▶ _The problem_
Line count for "instance": tally the lines of the records below that contain it, and give only that number.
** Opening Record set block **
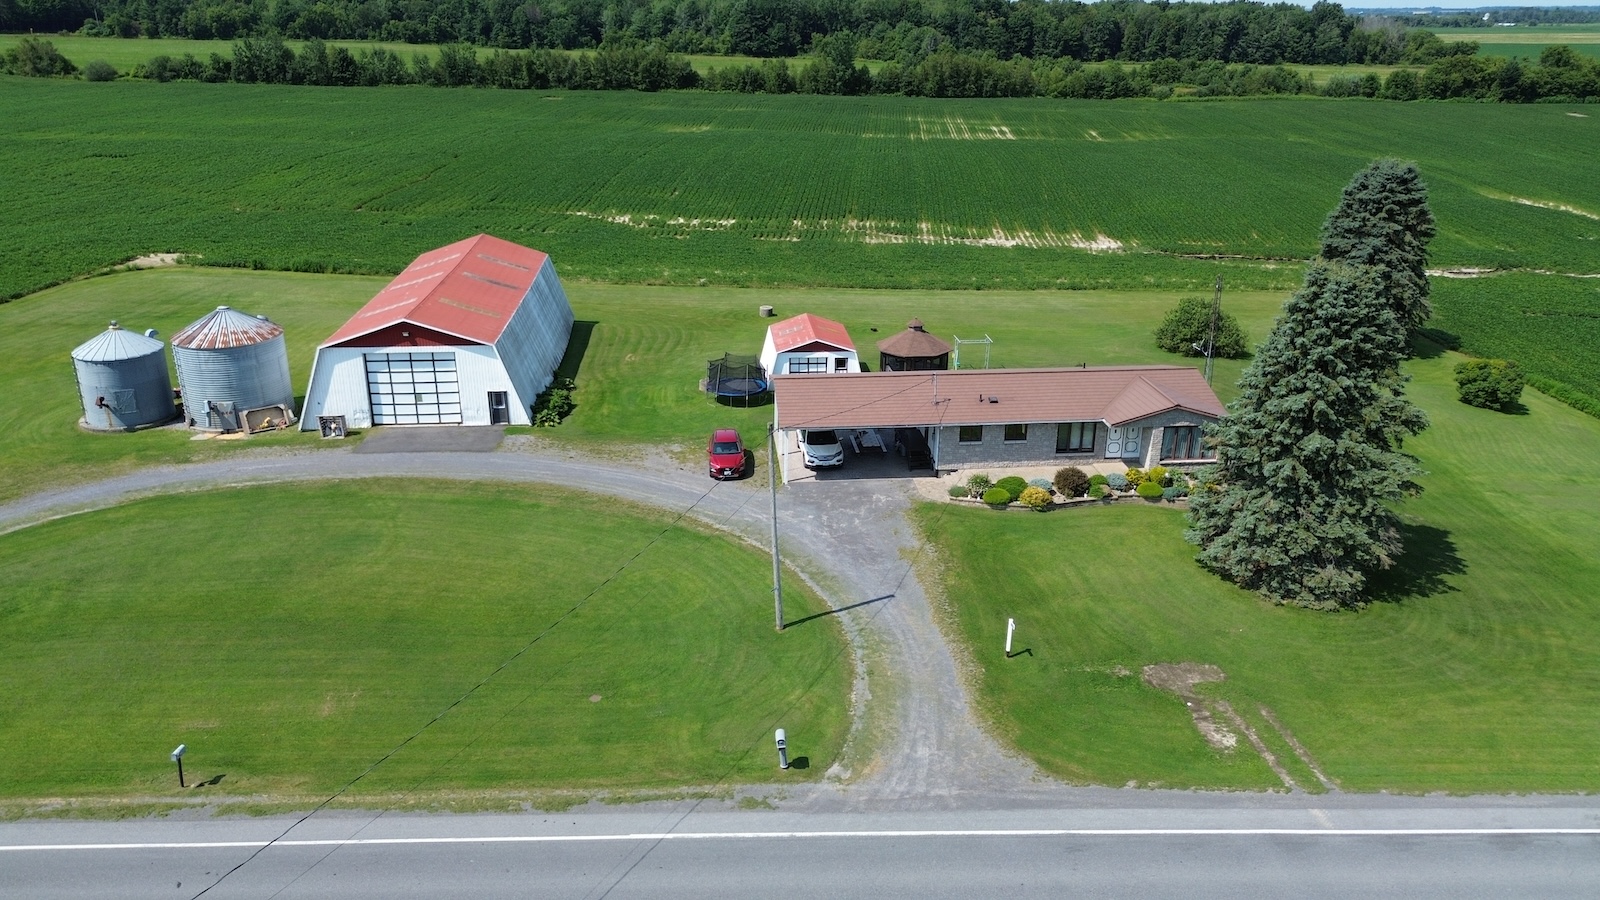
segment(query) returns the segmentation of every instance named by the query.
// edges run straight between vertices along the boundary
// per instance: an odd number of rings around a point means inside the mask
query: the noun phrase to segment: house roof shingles
[[[850,332],[843,325],[832,319],[824,319],[811,313],[801,313],[791,319],[784,319],[769,326],[772,332],[772,345],[779,353],[798,350],[807,344],[823,343],[840,350],[855,350],[856,345],[850,340]]]
[[[912,319],[905,331],[878,342],[878,352],[901,359],[918,356],[943,356],[950,345],[922,330],[922,323]]]
[[[429,250],[322,346],[331,347],[401,322],[493,344],[546,258],[538,250],[487,234]]]
[[[1173,409],[1211,418],[1225,412],[1187,366],[780,375],[773,392],[779,428],[1120,425]]]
** Closing Record set block **
▶ _Task response_
2